Can you turn the whole listing below into a Markdown table with the columns "Row" and "Line", giving each non-blank line its own numbered row and leaving out blank lines and the pictures?

--- --- ---

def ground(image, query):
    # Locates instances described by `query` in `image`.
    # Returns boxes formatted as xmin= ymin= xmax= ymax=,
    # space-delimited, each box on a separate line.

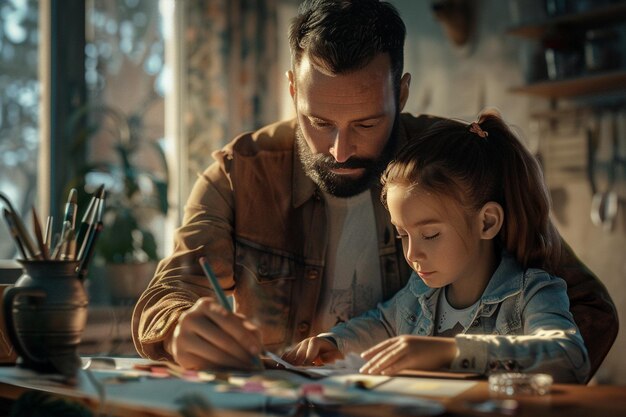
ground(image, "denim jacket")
xmin=324 ymin=251 xmax=590 ymax=383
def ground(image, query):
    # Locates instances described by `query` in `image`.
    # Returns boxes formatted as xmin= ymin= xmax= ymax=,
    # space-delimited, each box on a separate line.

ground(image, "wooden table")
xmin=0 ymin=362 xmax=626 ymax=417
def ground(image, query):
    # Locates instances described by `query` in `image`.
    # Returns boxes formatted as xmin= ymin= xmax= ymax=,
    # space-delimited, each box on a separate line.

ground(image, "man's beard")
xmin=296 ymin=114 xmax=400 ymax=197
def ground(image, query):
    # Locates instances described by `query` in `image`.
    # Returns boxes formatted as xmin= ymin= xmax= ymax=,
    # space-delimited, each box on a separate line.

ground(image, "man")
xmin=133 ymin=0 xmax=617 ymax=376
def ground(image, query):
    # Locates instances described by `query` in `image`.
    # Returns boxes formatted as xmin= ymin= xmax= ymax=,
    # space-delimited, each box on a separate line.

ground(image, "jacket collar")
xmin=291 ymin=116 xmax=408 ymax=207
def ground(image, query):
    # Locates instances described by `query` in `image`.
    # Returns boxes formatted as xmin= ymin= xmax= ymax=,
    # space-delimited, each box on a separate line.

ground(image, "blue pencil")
xmin=198 ymin=256 xmax=264 ymax=369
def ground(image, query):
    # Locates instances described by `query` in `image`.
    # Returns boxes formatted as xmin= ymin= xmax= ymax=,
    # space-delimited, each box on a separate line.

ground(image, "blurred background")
xmin=0 ymin=0 xmax=626 ymax=384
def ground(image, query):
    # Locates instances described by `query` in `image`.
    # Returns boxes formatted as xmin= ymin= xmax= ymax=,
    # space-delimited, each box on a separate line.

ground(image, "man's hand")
xmin=282 ymin=337 xmax=343 ymax=365
xmin=165 ymin=297 xmax=263 ymax=370
xmin=360 ymin=336 xmax=458 ymax=375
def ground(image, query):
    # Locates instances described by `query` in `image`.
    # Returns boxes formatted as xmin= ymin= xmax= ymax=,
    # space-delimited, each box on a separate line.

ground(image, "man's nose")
xmin=329 ymin=130 xmax=355 ymax=163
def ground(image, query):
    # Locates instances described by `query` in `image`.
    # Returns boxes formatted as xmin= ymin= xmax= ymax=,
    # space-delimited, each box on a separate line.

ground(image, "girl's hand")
xmin=282 ymin=337 xmax=343 ymax=365
xmin=359 ymin=335 xmax=458 ymax=375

--- --- ---

• _ANSWER TO THE PROBLEM_:
| Row | Line |
|---|---|
| 1 | def ground(image, query): |
| 2 |     # Locates instances described by `query` in `image`. |
| 3 |     # Returns boxes formatted as xmin= ymin= xmax= ymax=, |
| 4 |     # space-delimited, each box on a separate line. |
| 5 | ground(image, "denim jacket") |
| 6 | xmin=324 ymin=251 xmax=590 ymax=383 |
| 7 | def ground(image, query): |
| 8 |     # Locates instances described by `query` in `image`. |
| 9 |     # Returns boxes formatted as xmin= ymin= xmax= ymax=, |
| 10 |     # space-delimited, each box on a separate line. |
| 11 | ground(image, "wooden table") |
| 12 | xmin=0 ymin=362 xmax=626 ymax=417 |
| 13 | def ground(image, query): |
| 14 |     # Locates instances described by `query` in `image`. |
| 15 |     # Returns boxes formatted as xmin= ymin= xmax= ymax=, |
| 16 |     # space-delimited, each box on a separate line. |
| 17 | ground(image, "man's beard") |
| 18 | xmin=296 ymin=114 xmax=400 ymax=197 |
| 19 | def ground(image, query): |
| 20 |     # Locates instances described by `query` in `image`. |
| 21 |     # Returns boxes formatted as xmin= ymin= xmax= ymax=, |
| 22 |     # space-delimited, each box on a separate line. |
| 23 | ground(image, "man") |
| 24 | xmin=133 ymin=0 xmax=617 ymax=376 |
| 25 | def ground(image, query): |
| 26 |     # Locates instances described by `query` in `image`. |
| 27 |     # Returns boxes formatted as xmin= ymin= xmax= ymax=, |
| 28 |     # space-delimited, each box on a separate line. |
| 29 | ground(image, "jacket collar") |
| 30 | xmin=291 ymin=116 xmax=408 ymax=207 |
| 31 | def ground(image, query): |
| 32 |     # Locates instances described by `query` in `image`. |
| 33 |     # Returns boxes formatted as xmin= ymin= xmax= ymax=, |
| 34 |     # space-delimited, each box on a separate line. |
| 35 | ground(image, "blue pencil") |
| 36 | xmin=198 ymin=256 xmax=264 ymax=369 |
| 37 | def ground(image, query): |
| 38 |     # Locates instances described by `query` in `image`. |
| 39 |     # Returns boxes formatted as xmin= ymin= xmax= ymax=, |
| 40 |     # space-delimited, each box on a separate line. |
| 41 | ground(image, "blurred background") |
| 42 | xmin=0 ymin=0 xmax=626 ymax=384 |
| 43 | def ground(image, query): |
| 44 |     # Locates instances described by `query` in `image`. |
| 45 |     # Returns boxes formatted as xmin= ymin= xmax= ymax=, |
| 46 |     # space-delimited, each box on a separate line. |
| 47 | ground(image, "man's hand") |
| 48 | xmin=282 ymin=337 xmax=343 ymax=365 |
| 49 | xmin=165 ymin=297 xmax=263 ymax=370 |
| 50 | xmin=360 ymin=336 xmax=458 ymax=375 |
| 51 | def ground(image, query): |
| 52 |     # Locates instances described by `query` in `image`. |
| 53 |     # Returns boxes formatted as xmin= ymin= xmax= ymax=, |
| 54 |     # space-delimited, each box on a separate line. |
| 55 | ground(image, "man's nose") |
| 56 | xmin=329 ymin=130 xmax=355 ymax=163 |
| 57 | def ground(image, query): |
| 58 |     # Locates instances described by `query` in `image`. |
| 59 |     # Returns boxes formatted as xmin= ymin= xmax= ymax=, |
| 60 |     # space-delimited, each box on a separate line. |
| 61 | ground(image, "girl's hand") |
| 62 | xmin=282 ymin=337 xmax=343 ymax=365 |
| 63 | xmin=359 ymin=335 xmax=458 ymax=375 |